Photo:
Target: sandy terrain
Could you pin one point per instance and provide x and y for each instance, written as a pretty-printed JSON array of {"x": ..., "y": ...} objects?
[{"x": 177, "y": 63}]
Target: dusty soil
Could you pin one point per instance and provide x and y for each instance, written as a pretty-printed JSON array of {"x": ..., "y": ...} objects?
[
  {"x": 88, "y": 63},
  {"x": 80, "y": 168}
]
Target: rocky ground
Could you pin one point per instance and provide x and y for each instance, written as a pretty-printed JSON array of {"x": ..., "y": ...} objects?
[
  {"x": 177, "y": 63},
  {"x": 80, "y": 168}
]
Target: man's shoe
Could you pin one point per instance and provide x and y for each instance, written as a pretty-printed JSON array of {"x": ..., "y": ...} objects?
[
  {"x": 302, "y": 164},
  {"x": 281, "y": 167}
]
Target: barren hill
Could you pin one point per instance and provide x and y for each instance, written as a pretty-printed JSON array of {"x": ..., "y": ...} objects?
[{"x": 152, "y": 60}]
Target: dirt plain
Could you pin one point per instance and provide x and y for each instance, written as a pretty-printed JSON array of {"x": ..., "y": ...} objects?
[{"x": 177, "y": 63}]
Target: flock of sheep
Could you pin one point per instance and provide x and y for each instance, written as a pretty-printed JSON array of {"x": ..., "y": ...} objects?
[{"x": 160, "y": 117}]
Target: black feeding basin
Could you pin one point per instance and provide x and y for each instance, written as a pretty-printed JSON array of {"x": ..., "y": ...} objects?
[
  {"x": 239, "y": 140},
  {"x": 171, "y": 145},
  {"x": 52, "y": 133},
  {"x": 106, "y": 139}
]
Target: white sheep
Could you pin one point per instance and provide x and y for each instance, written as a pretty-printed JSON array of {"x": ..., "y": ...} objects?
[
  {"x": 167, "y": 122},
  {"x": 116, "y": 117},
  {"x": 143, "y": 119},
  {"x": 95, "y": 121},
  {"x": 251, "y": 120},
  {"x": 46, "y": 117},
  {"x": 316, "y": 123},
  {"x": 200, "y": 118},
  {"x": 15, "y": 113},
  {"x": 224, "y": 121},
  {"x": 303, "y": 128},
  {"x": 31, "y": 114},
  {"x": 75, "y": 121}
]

**********

SET TASK:
Rewrite all of the rows above with every "pretty-printed" changed to "indented" and everything else left as it is.

ANSWER FOR THE TASK:
Photo:
Target: sandy terrain
Could you pin one point per instance and provide x and y for each instance, written as a indented JSON array of {"x": ..., "y": ...} objects?
[{"x": 177, "y": 63}]
Target: dusty soil
Could you pin one point per instance and provide x and y for each instance, written as a indented JSON array of {"x": ..., "y": ...} objects?
[
  {"x": 88, "y": 63},
  {"x": 80, "y": 168}
]
Target: rocky ground
Could you pin one point per instance and provide x and y for each instance, written as a indented JSON array of {"x": ..., "y": ...} objects?
[
  {"x": 177, "y": 63},
  {"x": 80, "y": 168}
]
Target: man's shoe
Could you pin one point per instance and provide x and y for each instance, written as a indented JSON array of {"x": ..., "y": ...} objects?
[
  {"x": 302, "y": 164},
  {"x": 281, "y": 167}
]
Target: barren hill
Could you pin one point per instance and provide x and y for each instance, written as a indented JSON array of {"x": ..., "y": ...} objects?
[{"x": 152, "y": 60}]
Target: dirt plain
Could you pin one point per instance and provide x and y for each instance, written as a indented JSON array of {"x": ..., "y": ...} objects?
[{"x": 177, "y": 63}]
Target: flock of sheep
Could you pin one point per instance and provide x and y for each instance, written as a indented JSON array of {"x": ..., "y": ...} objects?
[{"x": 160, "y": 117}]
Target: black feeding basin
Could you pin one point per instance and provide x and y for each instance, written as a indented JSON array of {"x": ..., "y": ...} objects?
[
  {"x": 239, "y": 140},
  {"x": 171, "y": 145},
  {"x": 52, "y": 133},
  {"x": 106, "y": 139}
]
Target: white sheep
Could you pin one point per instance and provide x and y for each instance, written as a indented JSON array of {"x": ..., "y": ...} objects?
[
  {"x": 167, "y": 122},
  {"x": 116, "y": 117},
  {"x": 143, "y": 119},
  {"x": 95, "y": 121},
  {"x": 251, "y": 120},
  {"x": 46, "y": 117},
  {"x": 316, "y": 123},
  {"x": 200, "y": 118},
  {"x": 15, "y": 113},
  {"x": 224, "y": 121},
  {"x": 303, "y": 128},
  {"x": 31, "y": 114},
  {"x": 75, "y": 121}
]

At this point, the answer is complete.